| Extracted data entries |
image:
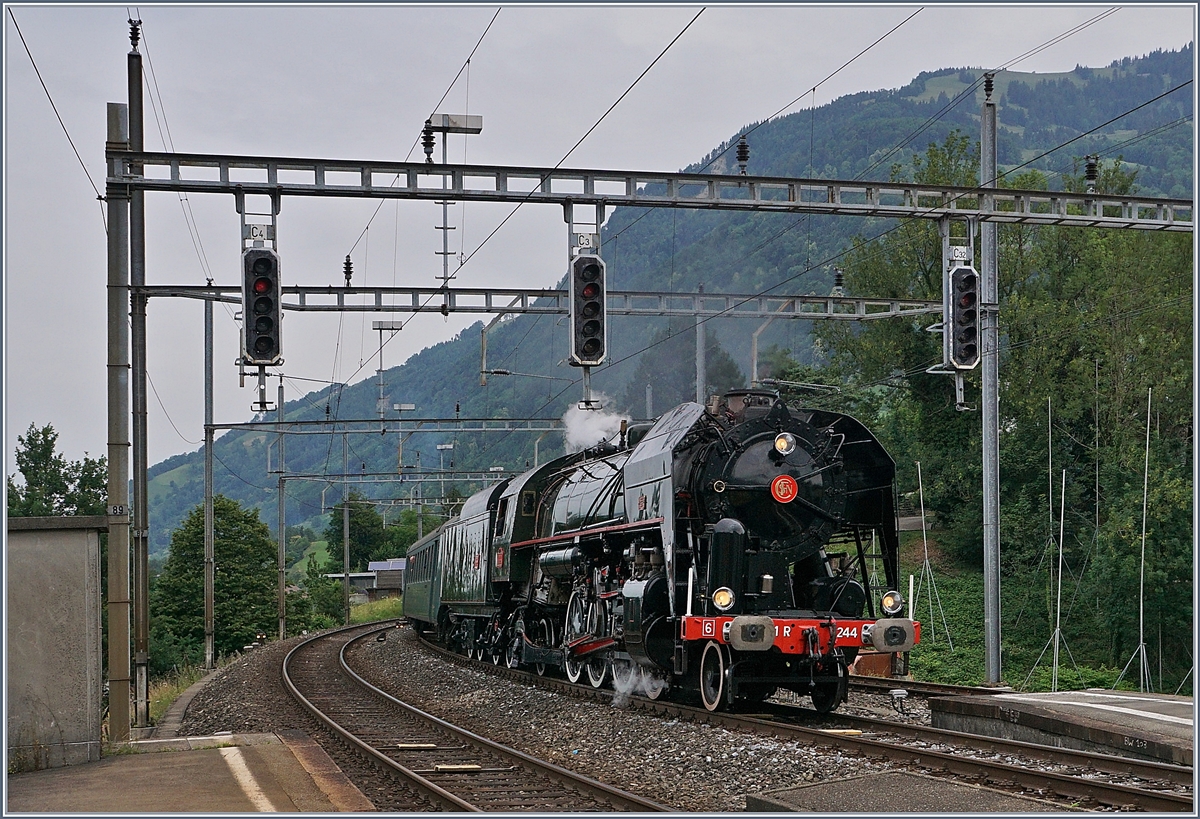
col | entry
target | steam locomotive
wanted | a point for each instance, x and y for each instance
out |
(721, 551)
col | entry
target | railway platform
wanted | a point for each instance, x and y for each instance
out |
(1155, 727)
(165, 772)
(894, 791)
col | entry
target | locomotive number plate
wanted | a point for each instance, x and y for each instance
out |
(784, 489)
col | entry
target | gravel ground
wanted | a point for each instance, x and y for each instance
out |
(682, 765)
(679, 764)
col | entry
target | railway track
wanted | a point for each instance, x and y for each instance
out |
(881, 686)
(443, 766)
(1078, 777)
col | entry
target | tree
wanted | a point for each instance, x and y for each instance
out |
(1090, 321)
(669, 366)
(54, 485)
(366, 533)
(244, 589)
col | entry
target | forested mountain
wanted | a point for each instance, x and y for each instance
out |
(873, 135)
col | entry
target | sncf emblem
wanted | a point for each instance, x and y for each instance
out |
(784, 489)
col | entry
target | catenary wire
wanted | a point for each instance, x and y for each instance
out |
(59, 117)
(961, 96)
(193, 228)
(432, 296)
(415, 142)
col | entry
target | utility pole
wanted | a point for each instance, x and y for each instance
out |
(118, 199)
(989, 336)
(346, 534)
(282, 524)
(138, 330)
(209, 545)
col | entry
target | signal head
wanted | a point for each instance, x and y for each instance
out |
(588, 311)
(261, 306)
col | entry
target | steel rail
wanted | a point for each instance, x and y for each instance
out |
(433, 791)
(277, 177)
(1114, 764)
(621, 799)
(1068, 787)
(924, 688)
(509, 302)
(430, 790)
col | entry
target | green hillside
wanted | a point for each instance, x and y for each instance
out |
(869, 135)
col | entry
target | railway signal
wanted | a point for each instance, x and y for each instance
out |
(261, 309)
(589, 311)
(964, 318)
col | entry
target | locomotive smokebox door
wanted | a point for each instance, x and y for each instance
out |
(895, 634)
(749, 633)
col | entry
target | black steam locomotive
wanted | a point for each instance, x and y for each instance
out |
(724, 551)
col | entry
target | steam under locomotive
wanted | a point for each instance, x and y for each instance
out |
(721, 551)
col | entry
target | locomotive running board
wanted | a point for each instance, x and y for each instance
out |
(587, 645)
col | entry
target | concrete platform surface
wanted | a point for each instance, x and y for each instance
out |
(222, 773)
(1156, 727)
(894, 791)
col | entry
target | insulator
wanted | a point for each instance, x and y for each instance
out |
(1091, 173)
(427, 141)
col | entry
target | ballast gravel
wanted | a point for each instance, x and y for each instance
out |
(683, 765)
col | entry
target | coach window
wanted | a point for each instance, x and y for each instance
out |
(502, 518)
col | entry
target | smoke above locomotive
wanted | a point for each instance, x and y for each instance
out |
(723, 553)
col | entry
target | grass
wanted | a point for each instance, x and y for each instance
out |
(390, 608)
(317, 550)
(165, 691)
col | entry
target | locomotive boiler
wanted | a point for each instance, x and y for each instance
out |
(724, 551)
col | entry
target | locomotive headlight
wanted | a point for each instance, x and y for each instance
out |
(892, 604)
(723, 598)
(785, 443)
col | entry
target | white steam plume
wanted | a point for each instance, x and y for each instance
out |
(587, 428)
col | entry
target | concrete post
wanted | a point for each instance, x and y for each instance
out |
(346, 533)
(118, 199)
(209, 566)
(989, 338)
(281, 591)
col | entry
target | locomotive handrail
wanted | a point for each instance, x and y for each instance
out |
(649, 522)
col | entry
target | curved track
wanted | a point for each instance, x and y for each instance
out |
(443, 766)
(1144, 785)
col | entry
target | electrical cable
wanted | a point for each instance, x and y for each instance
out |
(415, 142)
(558, 165)
(163, 407)
(193, 228)
(559, 162)
(59, 117)
(963, 95)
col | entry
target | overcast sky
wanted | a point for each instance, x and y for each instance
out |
(358, 83)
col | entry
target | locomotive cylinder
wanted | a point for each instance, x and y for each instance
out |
(727, 557)
(561, 563)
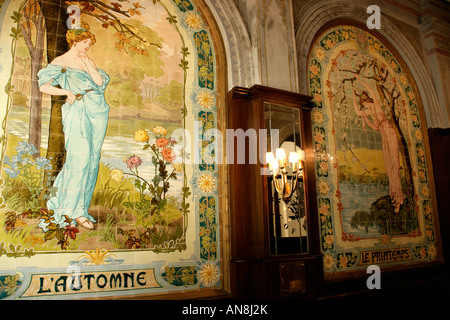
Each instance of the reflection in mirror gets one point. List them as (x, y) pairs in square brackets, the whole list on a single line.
[(287, 210)]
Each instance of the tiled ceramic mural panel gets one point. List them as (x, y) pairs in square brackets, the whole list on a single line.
[(129, 210), (375, 201)]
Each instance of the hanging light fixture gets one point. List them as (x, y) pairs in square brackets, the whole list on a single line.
[(280, 165)]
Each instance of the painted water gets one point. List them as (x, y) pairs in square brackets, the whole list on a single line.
[(116, 147), (357, 200)]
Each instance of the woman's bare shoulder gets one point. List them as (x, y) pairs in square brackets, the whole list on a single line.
[(62, 60)]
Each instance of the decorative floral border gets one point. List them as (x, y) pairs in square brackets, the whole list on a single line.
[(205, 270), (329, 198)]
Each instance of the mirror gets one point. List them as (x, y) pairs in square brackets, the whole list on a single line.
[(287, 210)]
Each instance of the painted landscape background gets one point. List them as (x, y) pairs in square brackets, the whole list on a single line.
[(145, 95)]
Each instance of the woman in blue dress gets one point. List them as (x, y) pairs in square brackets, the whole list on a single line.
[(85, 118)]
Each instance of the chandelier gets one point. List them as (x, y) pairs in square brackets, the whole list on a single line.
[(285, 171), (281, 168)]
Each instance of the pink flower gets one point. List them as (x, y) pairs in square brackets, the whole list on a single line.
[(162, 142), (134, 162)]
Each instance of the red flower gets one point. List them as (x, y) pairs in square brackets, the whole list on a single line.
[(72, 232), (134, 162), (162, 142), (168, 155)]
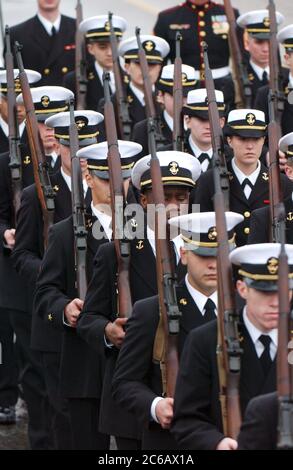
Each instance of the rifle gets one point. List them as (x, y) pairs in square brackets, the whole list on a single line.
[(118, 203), (124, 121), (219, 160), (275, 73), (228, 349), (178, 99), (78, 208), (165, 348), (275, 190), (148, 95), (242, 83), (42, 180), (80, 61), (284, 368), (14, 139)]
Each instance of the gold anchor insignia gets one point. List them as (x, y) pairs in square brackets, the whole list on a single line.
[(149, 46), (173, 168), (139, 245), (250, 119), (212, 233), (45, 101), (266, 22), (273, 265)]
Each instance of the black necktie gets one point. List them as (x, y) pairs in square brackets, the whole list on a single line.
[(202, 157), (209, 310), (265, 358)]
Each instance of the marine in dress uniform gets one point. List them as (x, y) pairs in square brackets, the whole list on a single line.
[(249, 179), (200, 21), (164, 88), (285, 38), (96, 31), (48, 47), (197, 422), (137, 382), (29, 250), (98, 323), (256, 24), (81, 367)]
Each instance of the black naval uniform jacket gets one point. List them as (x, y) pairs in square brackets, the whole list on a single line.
[(81, 367), (259, 197), (259, 426), (137, 380), (260, 225), (51, 57), (197, 423), (100, 308)]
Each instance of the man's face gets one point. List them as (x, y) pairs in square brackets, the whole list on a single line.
[(102, 53), (134, 71), (258, 50), (202, 271), (247, 150), (262, 307)]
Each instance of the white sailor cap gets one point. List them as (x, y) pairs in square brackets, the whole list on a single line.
[(177, 168), (246, 123), (97, 28), (166, 81), (87, 122), (199, 233), (285, 37), (49, 100), (197, 103), (97, 157), (257, 23), (156, 48), (32, 77), (259, 264)]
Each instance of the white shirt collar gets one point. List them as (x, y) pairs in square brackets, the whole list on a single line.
[(5, 127), (168, 119), (241, 176), (104, 219), (255, 333), (67, 180), (48, 24), (200, 299), (138, 93), (259, 70), (178, 243)]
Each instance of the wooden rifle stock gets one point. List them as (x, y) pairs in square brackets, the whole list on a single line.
[(166, 279), (80, 61), (42, 180), (124, 121), (118, 203), (13, 137), (243, 86), (178, 99), (78, 209)]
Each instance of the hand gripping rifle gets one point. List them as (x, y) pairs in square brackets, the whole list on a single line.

| EXERCISE |
Would you output the data above exactly as written, but with no images?

| EXERCISE ANSWER |
image:
col | entry
target | steam locomotive
wanted | a point for each instance, x and y for each instance
out |
(721, 551)
col | entry
target | railway platform
wanted | a point for each instance, x and y for each instance
out |
(1155, 727)
(165, 772)
(894, 791)
col | entry
target | locomotive number plate
wanted | a point for each instance, x and y for each instance
out |
(784, 489)
col | entry
target | gravel ground
wanted | a point for each instance, x and y for each instance
out |
(682, 765)
(679, 764)
col | entry
target | railway track
wanted | a point for each instance, x and y for each instance
out |
(881, 686)
(443, 766)
(1078, 777)
col | entry
target | tree
wanted | a point for each instance, x and y for each instance
out |
(1090, 321)
(669, 366)
(54, 485)
(366, 533)
(244, 589)
col | entry
target | forested mountain
wanted | a point for each instance, x and y for each instance
out |
(873, 135)
col | entry
target | sncf emblem
wanted | a point for each instance, x and y for each instance
out |
(784, 489)
col | entry
target | catenary wire
wanted | a point for each instance, x and y for each instance
out |
(59, 117)
(961, 96)
(193, 228)
(432, 296)
(415, 142)
col | entry
target | utility pole
wanted | a point for each instance, x and y for each instance
out |
(118, 199)
(989, 336)
(346, 534)
(282, 524)
(138, 330)
(209, 545)
col | entry
target | signal head
wanted | a point for each instance, x and y for each instance
out |
(588, 311)
(261, 306)
col | entry
target | steel rail
wanted | a point for each instance, x and y for each instance
out |
(433, 791)
(277, 177)
(1114, 764)
(621, 799)
(1068, 787)
(924, 688)
(509, 302)
(430, 790)
col | entry
target | green hillside
wanted | a point for each instance, x and y for each instance
out |
(869, 135)
col | entry
target | railway signal
wanted | a point for each instance, x and y for each instance
out |
(261, 309)
(589, 311)
(964, 318)
col | entry
target | locomotive smokebox door
wanted | a point for each instance, x and y for each instance
out |
(895, 634)
(749, 633)
col | entry
target | black steam locomotive
wanted | a point for each instance, x and y for each instance
out |
(724, 551)
col | entry
target | steam under locomotive
wanted | a point for each instance, x and y for each instance
out |
(721, 551)
col | entry
target | locomotive running board
wanted | a point for each instance, x and y for each instance
out |
(587, 645)
col | entry
target | concrete platform surface
wanted | a point for each instance, x and y for each instance
out |
(222, 773)
(1156, 727)
(894, 791)
col | entry
target | insulator
wanted | a point for each instance, x and y for each instance
out |
(1091, 173)
(427, 141)
col | entry
target | ballast gravel
wanted | a point for each instance, x and y for each instance
out |
(683, 765)
col | entry
target | coach window
wanted | a point for each instance, x and y for each instance
out |
(502, 518)
col | entry
target | smoke above locomotive
wanted | a point for each instance, x and y for each instance
out |
(723, 553)
col | entry
target | grass
wanted | a point for each instance, x and y for each instance
out |
(390, 608)
(317, 550)
(165, 691)
col | entry
target | locomotive boiler
wanted | a point for each instance, x and y for each instance
out |
(724, 551)
col | entry
target | locomotive headlight
wanted | a point for each instance, x and y for each instance
out |
(892, 604)
(723, 598)
(785, 443)
col | entry
target | white steam plume
wanted | a point for each instance, x and y for each instance
out |
(587, 428)
col | entry
target | concrete post
wanted | a point for each instance, x and y for each instance
out |
(346, 533)
(118, 199)
(209, 566)
(989, 338)
(281, 591)
col | entry
target | locomotive handrail
wanted | a point for each instance, x and y for each instance
out |
(649, 522)
col | entry
target | curved track
wanted | a point for each instance, x and y for each instance
out |
(443, 766)
(1144, 785)
col | entry
target | electrical cable
wanted | a point for each instance, x and y for each instance
out |
(415, 142)
(558, 165)
(163, 407)
(193, 228)
(559, 162)
(59, 117)
(963, 95)
col | entry
target | overcast sky
wanted | a point for each instance, x and y for each instance
out |
(358, 83)
col | entry
target | locomotive cylinder
wanted | a point for each instance, x and y for each instance
out |
(727, 557)
(561, 563)
Each instance of the reflection in mirror gets one point. List them as (x, y) pairs in square brackets, the whole list on a single line.
[(287, 210)]
Each instance of the tiled ceramic mural panel gets one point. List them as (x, y) pairs in square brackets, the whole list on a single line.
[(129, 210), (375, 201)]
Each instance of the hanging light fixture gets one point. List them as (x, y) pairs in square brackets, the whole list on a single line.
[(280, 165)]
Each instance of the painted water gets one point. List them as (x, y) pairs in square brackets, the whole list on a single line.
[(116, 147), (357, 200)]
Each instance of the woman's bare shoulder gets one point. List them as (x, y) pairs in square brackets, the whole list on a single line.
[(62, 60)]
Each instance of the decorative floral border gets one point. List them as (x, y) pairs in square brackets, the whole list on a single line.
[(205, 270), (329, 198)]
Each instance of the mirror gets one point. List them as (x, y) pairs in square brackets, the whole list on a single line.
[(287, 210)]
Each instance of the painted landscape background gets one point. List them as (x, y) pairs in square brackets, the whole list on a single line.
[(145, 95)]
Each instance of the woman in blue dress gets one point. List them as (x, y) pairs in square brackets, the whole list on a single line.
[(85, 118)]
Each instance of the chandelier gets one point. List them as (x, y) pairs in square brackets, the whole list on a single line.
[(285, 171), (281, 168)]
Each instance of the pink flower gets one point. List them as (x, y) pairs in square brackets, the whole list on a single line.
[(162, 142), (134, 162)]
Each instance of the red flower gets one point. List them as (x, y) pairs in square brackets, the whole list on a single line.
[(72, 232), (134, 162), (162, 142), (168, 155)]
Each instance of the rifle gets one point. List them as (x, y) pairs in square brackets, the whole list on a single line.
[(118, 203), (124, 121), (219, 160), (275, 73), (228, 349), (178, 99), (78, 208), (165, 348), (275, 190), (148, 95), (242, 83), (42, 180), (80, 61), (284, 368), (14, 139)]
Each instance of the gold anchor insignia gets one point. List them as (x, y) pairs in square brackets, the whole list on a single line.
[(149, 46), (173, 168), (139, 245), (250, 119), (212, 233), (45, 101), (266, 22), (273, 265)]
Each instance of the black necktie gets one point. List them as (x, y) pairs in square brackets, the whole list on a single line.
[(202, 157), (209, 310), (265, 358)]
Each instance of the marine in dress uniform gets one point. List them as (x, y) pairs in square brackets, the whole list on a single line.
[(249, 179), (200, 21), (164, 88), (285, 38), (96, 31), (48, 47), (197, 422), (137, 382), (29, 250), (98, 323), (256, 24), (81, 367)]
Each instance of the black naval uniform jacket gets one point. List them as (x, y) pairs in square brackets, the whole list on a single line.
[(81, 367), (259, 197), (259, 426), (137, 380), (260, 225), (51, 57), (197, 423), (100, 308)]
Each instance of the man's face gets one point. List them as (x, y) pairs in square brackets, the whole list on a single line.
[(102, 53), (134, 71), (258, 50), (202, 271), (247, 150), (262, 307)]
Each instance of the white sailor cap gets one point. List them as (x, y) pairs in square brackets, the whole list on a single line.
[(177, 168), (246, 123), (97, 28), (166, 81), (87, 122), (199, 233), (285, 37), (49, 100), (197, 103), (97, 157), (257, 23), (156, 48), (32, 77), (259, 264)]
Each instance of the white shirt collar gets one point. List them as (x, y) pairs in square brackets, the whole list on a single line.
[(5, 127), (168, 119), (241, 176), (104, 219), (255, 333), (67, 180), (48, 24), (200, 299), (138, 93), (259, 70), (178, 243)]
Each instance of the wooden rifle stock gets one point. List them as (x, y) pairs in square brackets, the whole list on a single line.
[(166, 279), (80, 61), (42, 180), (124, 121), (118, 203), (13, 137), (243, 86), (178, 99), (78, 209)]
Each instance of the hand gripping rifle gets one point. List them as (x, y) pairs in square brackets, the whole list on a single line.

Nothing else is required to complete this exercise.